• _Sunulan alıntı_:

□ □ □

Sosyal medyadan aldığımız haberlere göre, İran’da haksız bir şekilde tutuklu bulunan Mustafa Selimi, 17 yıldır tutuklu bulunduğu cezaevinden kaçarak Güney Kürdistan’a sığındıktan sonra, YNK yöneticileri tarafından eli, kolu bağlanarak İslam rejimine teslim edilmiştir. Bu konuda elimizde somut bir bilgi yok. Fakat gerek yazılı gerekse görsel birçok veri, Bafel, Lahor ve ekibinin suçüstü yakalandığını iddia ediyor. Eğer doğruysa İran idamı bunların ihaneti yanında daha az acı vermektedir.
Katil rejim, gerçeklerin ortaya çıkmaması için zaman yitirmeden Selimi’yi idam etti. Bu olası ihanet, İran rejiminin Selimi’yi katletmesinden daha onursuzcadır. Birçok sitenin duyar duymaz kaynağını öğrenmeden Barzani’ye saldırmaları hiç de ahlaki değildir. Bu KDP’nin tarihinde bu tür olayların olmadığı anlamına gelmemektedir. Güney Kürdistan güçleri elde ettikleri saltanatlarını böyle sürdüreceklerine inanıyorlarsa, yanıldıklarını anlayacaklardır. Her tarafta mevcut askeri üsler ve cirit atan ajanlar orayı cehenneme çevirmek için fırsat beklemektedirler.
Kürd’ün ulusal geleneğinde, kendisine sığınan düşmanı da olsa teslim edilmeyeceği bilinmektedir. Kerkük Şehri İran’a hibe edildikten sonra kimileri adeta ödüllendirildi. Güney hükümeti ve Parastın bir soruşturma bile yapmaya gerek duymadı. Bunlar yargılanıp, kendilerine ceza verilmesi gerekirken, bunlarla beraber toplantılar ve ortaklıklar yapıldı. Sadece, kendilerinin daha temiz olduklarını açıklamakla yetindiler.
Eskiden bireysel ihanetler söz konusu iken şimdi örgütsel ihanetler yaşanmaktadır.
Ve Kürdistan’ın dört parçasında da büyük kitleler bu kargaşada yollarını şaşırmış halde bu duruma alışa gelmekte ve kanıksamaktadırlar. Örgütsel rant, düşmanın himayesinde bir yönetici sınıf ve buna bağlı aileler oluşmuştur. 50 yıldan beri her kongrede seçilen bu “burjuvalar” mevcut kazanımları bile heba etmekle meşguldürler. Her parçadaki Kürd parti ve örgütlerinin birçoğunda bu türden ihanet örnekleri vardır, kokusu gelmektedir. Bunlardan kimileri, Eskiden mazlumlukları tartışılmaz iken şimdi de fazlasıyla cellâtlıkları ile gündem olmaktadırlar.
Bir parti veya örgütün söylem ve yaptıklarına bakıp Kürde dost olup olmadıklarına siz aklı olan okuyucular karar versin. Eskiden Kürd gençlerini “Bağımsız Kürdistan” talebi ile dağa çıkaranlar, şimdi her şeyden vazgeçip bize iç boş Türk ve Arap demokrasisini salık vermektedirler.

□ □ □

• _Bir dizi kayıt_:
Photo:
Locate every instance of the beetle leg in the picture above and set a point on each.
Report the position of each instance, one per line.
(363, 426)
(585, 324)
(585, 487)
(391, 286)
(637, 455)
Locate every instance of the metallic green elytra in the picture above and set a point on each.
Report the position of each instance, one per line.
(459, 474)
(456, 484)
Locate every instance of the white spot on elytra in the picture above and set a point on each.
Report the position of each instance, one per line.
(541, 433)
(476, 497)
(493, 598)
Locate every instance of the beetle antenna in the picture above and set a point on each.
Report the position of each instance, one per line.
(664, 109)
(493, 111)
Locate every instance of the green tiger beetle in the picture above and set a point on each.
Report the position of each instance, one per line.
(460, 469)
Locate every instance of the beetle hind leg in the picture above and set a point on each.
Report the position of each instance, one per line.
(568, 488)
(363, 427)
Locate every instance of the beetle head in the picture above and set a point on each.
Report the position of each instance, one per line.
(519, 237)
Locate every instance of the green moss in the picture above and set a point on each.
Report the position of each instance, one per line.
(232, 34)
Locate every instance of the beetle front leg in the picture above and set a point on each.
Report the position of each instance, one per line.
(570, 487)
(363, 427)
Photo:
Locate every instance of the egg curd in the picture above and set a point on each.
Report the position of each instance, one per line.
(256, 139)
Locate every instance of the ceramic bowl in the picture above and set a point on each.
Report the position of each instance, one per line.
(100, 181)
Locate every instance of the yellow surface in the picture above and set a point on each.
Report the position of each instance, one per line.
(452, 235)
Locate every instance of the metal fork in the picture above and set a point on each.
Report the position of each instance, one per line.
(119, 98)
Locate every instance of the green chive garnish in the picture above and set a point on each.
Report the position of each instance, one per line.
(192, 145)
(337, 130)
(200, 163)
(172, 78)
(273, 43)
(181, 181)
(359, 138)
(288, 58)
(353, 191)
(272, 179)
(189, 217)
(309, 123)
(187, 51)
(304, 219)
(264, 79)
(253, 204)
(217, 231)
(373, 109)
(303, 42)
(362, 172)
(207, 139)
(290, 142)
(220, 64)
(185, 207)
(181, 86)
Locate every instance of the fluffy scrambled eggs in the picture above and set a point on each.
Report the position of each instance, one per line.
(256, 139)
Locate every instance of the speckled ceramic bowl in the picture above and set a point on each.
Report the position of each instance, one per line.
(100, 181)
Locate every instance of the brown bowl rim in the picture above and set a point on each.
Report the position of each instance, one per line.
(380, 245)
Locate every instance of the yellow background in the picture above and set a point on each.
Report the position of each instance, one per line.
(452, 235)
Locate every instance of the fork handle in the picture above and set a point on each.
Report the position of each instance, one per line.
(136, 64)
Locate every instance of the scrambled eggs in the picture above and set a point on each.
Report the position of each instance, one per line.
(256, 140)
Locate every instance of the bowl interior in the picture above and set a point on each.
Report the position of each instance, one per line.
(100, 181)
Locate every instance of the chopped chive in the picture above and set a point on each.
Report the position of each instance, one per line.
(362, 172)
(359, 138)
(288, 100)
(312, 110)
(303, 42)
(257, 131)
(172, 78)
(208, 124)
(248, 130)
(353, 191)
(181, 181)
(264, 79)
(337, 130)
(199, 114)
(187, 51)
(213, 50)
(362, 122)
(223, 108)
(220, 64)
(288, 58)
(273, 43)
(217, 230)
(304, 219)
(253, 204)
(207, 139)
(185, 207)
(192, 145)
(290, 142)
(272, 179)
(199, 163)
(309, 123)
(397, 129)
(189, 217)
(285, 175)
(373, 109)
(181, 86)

□ □ □

• _İstenenler_:
a - Alıntıya göre Mustafa Selimi kaç yıldır cezaevinde tutuklu bulunuyordu?
b - Kayıtlarda "Locate every instance of the yellow background" ifadesini içeren satırdan başlayıp kayıtların son satırında biten bölümü, istekler dahil, yeniden yazar mısın? Yanıtlardaki her koordinat değerini 92 artır.

• _Çözüm listesi_:
a - 17 yıldır.

b -
Locate every instance of the yellow background in the picture above and set a point on each.
Report the position of each instance, one per line.
(544, 327)
Locate every instance of the fork handle in the picture above and set a point on each.
Report the position of each instance, one per line.
(228, 156)
Locate every instance of the scrambled eggs in the picture above and set a point on each.
Report the position of each instance, one per line.
(348, 232)
Locate every instance of the bowl interior in the picture above and set a point on each.
Report the position of each instance, one per line.
(192, 273)
Locate every instance of the chopped chive in the picture above and set a point on each.
Report the position of each instance, one per line.
(454, 264)
(451, 230)
(380, 192)
(404, 202)
(395, 134)
(349, 223)
(264, 170)
(300, 216)
(340, 222)
(445, 283)
(273, 273)
(356, 171)
(429, 222)
(291, 206)
(279, 143)
(305, 142)
(454, 214)
(315, 200)
(312, 156)
(380, 150)
(365, 135)
(309, 322)
(396, 311)
(345, 296)
(299, 231)
(277, 299)
(284, 237)
(382, 234)
(364, 271)
(291, 255)
(401, 215)
(489, 221)
(281, 309)
(377, 267)
(465, 201)
(273, 178)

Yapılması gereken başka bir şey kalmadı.